[GIVEN RECORDS Boundary: Start]

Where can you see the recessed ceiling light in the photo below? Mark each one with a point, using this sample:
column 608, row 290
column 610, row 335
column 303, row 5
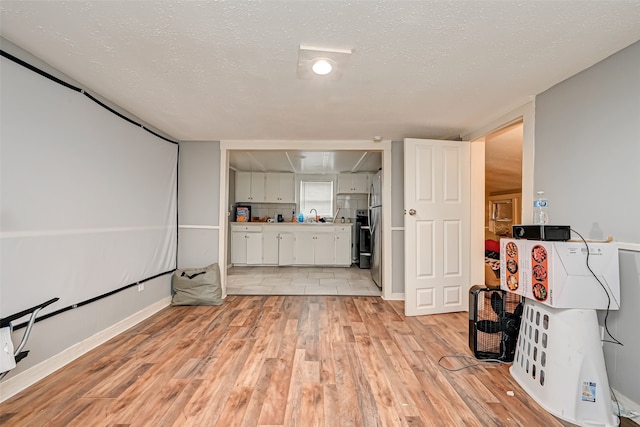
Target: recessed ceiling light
column 322, row 66
column 322, row 63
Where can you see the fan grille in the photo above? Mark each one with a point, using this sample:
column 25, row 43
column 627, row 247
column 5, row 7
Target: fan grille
column 486, row 343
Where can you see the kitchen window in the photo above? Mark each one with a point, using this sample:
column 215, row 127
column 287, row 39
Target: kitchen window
column 316, row 195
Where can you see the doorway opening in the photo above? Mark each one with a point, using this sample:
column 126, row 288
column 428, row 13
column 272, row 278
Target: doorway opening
column 227, row 148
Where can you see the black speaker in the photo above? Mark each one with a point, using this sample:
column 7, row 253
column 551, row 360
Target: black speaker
column 557, row 233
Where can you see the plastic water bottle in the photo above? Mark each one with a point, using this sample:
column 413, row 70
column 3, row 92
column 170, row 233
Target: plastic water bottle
column 540, row 206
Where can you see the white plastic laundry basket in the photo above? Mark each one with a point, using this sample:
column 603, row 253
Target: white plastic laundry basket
column 559, row 362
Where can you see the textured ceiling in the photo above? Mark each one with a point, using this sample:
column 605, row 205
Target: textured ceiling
column 227, row 70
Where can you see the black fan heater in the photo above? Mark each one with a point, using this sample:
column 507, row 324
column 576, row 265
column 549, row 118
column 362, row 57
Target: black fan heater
column 494, row 323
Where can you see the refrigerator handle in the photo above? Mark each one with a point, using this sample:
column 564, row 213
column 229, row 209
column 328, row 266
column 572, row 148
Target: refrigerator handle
column 369, row 200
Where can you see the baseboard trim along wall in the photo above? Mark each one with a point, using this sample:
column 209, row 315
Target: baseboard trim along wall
column 21, row 381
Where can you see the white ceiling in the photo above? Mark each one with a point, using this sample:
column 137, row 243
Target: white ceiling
column 307, row 162
column 205, row 70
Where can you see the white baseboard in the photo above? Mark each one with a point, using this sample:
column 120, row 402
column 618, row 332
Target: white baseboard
column 395, row 296
column 628, row 404
column 21, row 381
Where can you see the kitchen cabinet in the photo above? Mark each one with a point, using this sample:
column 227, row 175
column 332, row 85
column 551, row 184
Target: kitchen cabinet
column 286, row 253
column 322, row 247
column 250, row 187
column 304, row 248
column 290, row 244
column 246, row 245
column 280, row 188
column 353, row 183
column 270, row 242
column 343, row 246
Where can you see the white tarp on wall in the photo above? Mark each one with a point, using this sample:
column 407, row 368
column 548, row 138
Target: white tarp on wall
column 88, row 200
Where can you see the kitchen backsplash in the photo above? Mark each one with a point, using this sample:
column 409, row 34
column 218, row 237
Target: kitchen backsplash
column 350, row 203
column 272, row 210
column 347, row 203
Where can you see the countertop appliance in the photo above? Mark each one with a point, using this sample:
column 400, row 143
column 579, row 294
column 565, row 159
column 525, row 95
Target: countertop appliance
column 375, row 227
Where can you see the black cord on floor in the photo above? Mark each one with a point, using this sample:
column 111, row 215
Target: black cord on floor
column 606, row 315
column 484, row 362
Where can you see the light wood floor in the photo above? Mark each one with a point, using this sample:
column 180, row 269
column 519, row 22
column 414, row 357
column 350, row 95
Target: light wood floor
column 280, row 361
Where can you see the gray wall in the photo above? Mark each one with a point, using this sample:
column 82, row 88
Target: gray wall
column 198, row 203
column 587, row 160
column 53, row 335
column 397, row 216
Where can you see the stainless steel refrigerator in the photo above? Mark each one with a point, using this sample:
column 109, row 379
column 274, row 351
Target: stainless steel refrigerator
column 375, row 227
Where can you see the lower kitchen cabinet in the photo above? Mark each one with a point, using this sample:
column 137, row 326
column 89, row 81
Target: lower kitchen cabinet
column 246, row 245
column 291, row 245
column 270, row 242
column 286, row 249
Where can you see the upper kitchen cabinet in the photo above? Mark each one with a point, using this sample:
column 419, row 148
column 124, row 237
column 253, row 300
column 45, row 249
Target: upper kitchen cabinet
column 280, row 188
column 250, row 187
column 352, row 183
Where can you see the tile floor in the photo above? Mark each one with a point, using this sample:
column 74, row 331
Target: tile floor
column 260, row 280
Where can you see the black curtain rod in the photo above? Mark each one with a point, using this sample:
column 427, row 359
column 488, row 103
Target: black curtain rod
column 89, row 301
column 82, row 91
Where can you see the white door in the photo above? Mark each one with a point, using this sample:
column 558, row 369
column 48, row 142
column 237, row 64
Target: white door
column 437, row 226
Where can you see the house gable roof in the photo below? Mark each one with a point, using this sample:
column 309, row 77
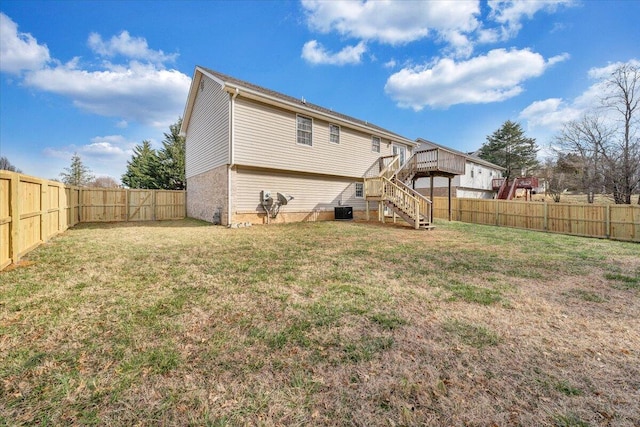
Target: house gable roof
column 250, row 90
column 469, row 157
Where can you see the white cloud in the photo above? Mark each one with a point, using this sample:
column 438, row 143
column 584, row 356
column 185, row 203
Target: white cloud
column 459, row 25
column 135, row 92
column 315, row 53
column 140, row 90
column 493, row 77
column 510, row 13
column 19, row 51
column 392, row 22
column 550, row 114
column 103, row 155
column 129, row 47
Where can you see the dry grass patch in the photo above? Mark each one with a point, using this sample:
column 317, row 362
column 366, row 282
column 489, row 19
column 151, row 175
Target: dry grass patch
column 183, row 323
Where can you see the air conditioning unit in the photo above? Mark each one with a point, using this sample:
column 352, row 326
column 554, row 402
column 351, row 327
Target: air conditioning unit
column 343, row 212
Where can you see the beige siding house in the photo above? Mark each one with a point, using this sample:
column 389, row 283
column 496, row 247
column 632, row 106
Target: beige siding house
column 242, row 139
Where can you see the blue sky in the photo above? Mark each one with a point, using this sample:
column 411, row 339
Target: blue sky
column 99, row 77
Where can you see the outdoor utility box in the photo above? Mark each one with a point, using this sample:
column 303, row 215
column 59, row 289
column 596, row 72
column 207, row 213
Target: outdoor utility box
column 343, row 212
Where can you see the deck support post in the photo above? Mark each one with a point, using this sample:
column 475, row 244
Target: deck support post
column 431, row 196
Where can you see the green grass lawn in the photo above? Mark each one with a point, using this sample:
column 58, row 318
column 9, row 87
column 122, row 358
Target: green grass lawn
column 333, row 323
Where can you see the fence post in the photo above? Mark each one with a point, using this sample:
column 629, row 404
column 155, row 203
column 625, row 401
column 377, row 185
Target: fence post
column 44, row 208
column 14, row 198
column 153, row 204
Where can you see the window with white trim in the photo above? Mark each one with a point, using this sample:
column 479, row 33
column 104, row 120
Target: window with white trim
column 375, row 144
column 304, row 126
column 334, row 134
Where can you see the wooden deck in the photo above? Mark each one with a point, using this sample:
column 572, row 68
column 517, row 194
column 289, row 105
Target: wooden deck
column 432, row 162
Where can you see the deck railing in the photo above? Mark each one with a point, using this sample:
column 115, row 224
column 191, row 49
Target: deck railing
column 432, row 160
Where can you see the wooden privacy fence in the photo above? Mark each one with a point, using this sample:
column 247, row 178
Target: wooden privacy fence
column 33, row 210
column 619, row 222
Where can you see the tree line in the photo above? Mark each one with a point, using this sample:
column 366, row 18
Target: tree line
column 596, row 154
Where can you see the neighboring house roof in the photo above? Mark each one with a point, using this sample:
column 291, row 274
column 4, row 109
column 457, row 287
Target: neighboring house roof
column 250, row 90
column 471, row 157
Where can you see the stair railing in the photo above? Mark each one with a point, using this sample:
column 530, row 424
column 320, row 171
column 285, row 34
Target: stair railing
column 403, row 200
column 425, row 204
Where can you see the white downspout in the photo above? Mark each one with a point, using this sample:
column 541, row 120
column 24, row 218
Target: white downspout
column 231, row 149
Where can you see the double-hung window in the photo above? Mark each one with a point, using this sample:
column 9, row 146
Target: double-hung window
column 375, row 144
column 334, row 134
column 304, row 125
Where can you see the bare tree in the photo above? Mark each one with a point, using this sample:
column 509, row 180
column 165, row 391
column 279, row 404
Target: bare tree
column 581, row 142
column 623, row 154
column 5, row 164
column 609, row 149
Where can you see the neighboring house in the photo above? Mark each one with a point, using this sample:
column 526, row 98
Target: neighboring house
column 243, row 139
column 475, row 183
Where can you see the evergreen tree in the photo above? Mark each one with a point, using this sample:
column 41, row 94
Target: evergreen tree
column 143, row 170
column 172, row 159
column 77, row 174
column 508, row 147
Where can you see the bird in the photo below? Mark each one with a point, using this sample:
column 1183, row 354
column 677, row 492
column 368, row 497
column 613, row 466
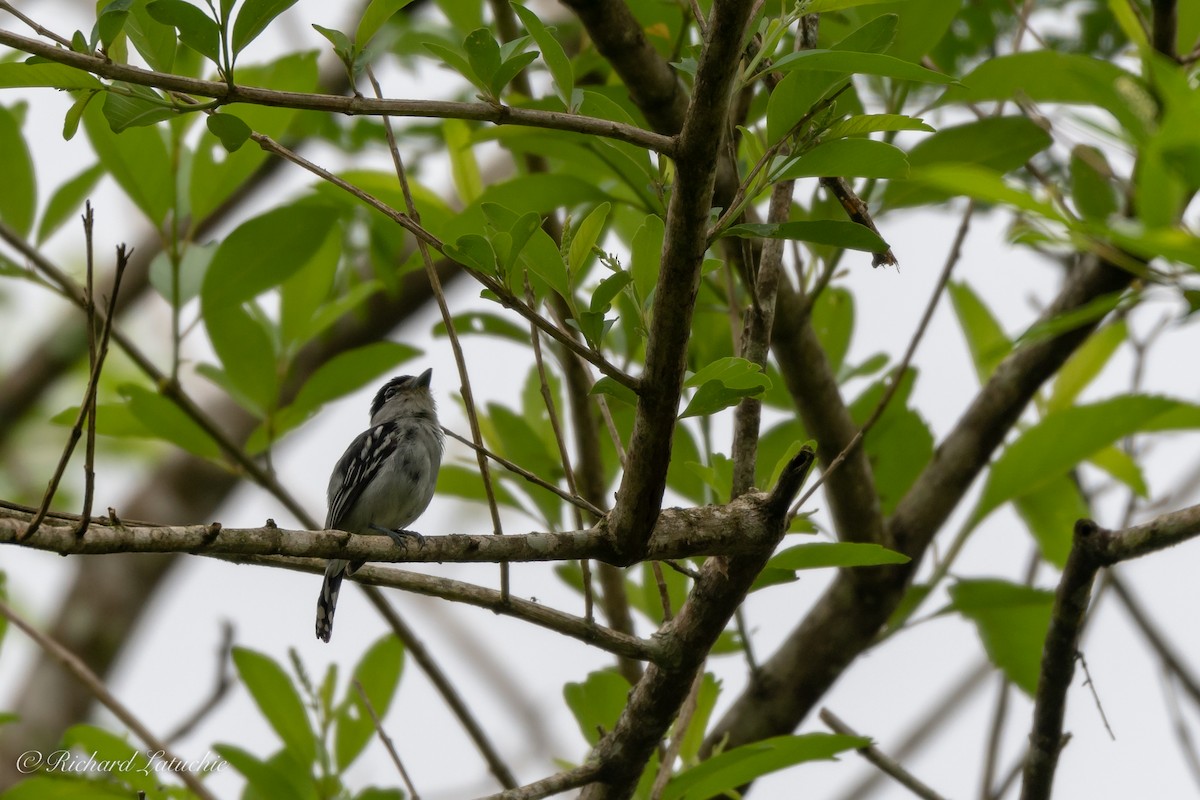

[GIVEN RECORDS Boundary: End]

• [WORK INSTRUCTIONS]:
Only the lines from the one holding "column 677, row 492" through the last line of the records should be output, please, exactly and without any pictures.

• [TASK RESPONSE]:
column 677, row 492
column 368, row 497
column 613, row 466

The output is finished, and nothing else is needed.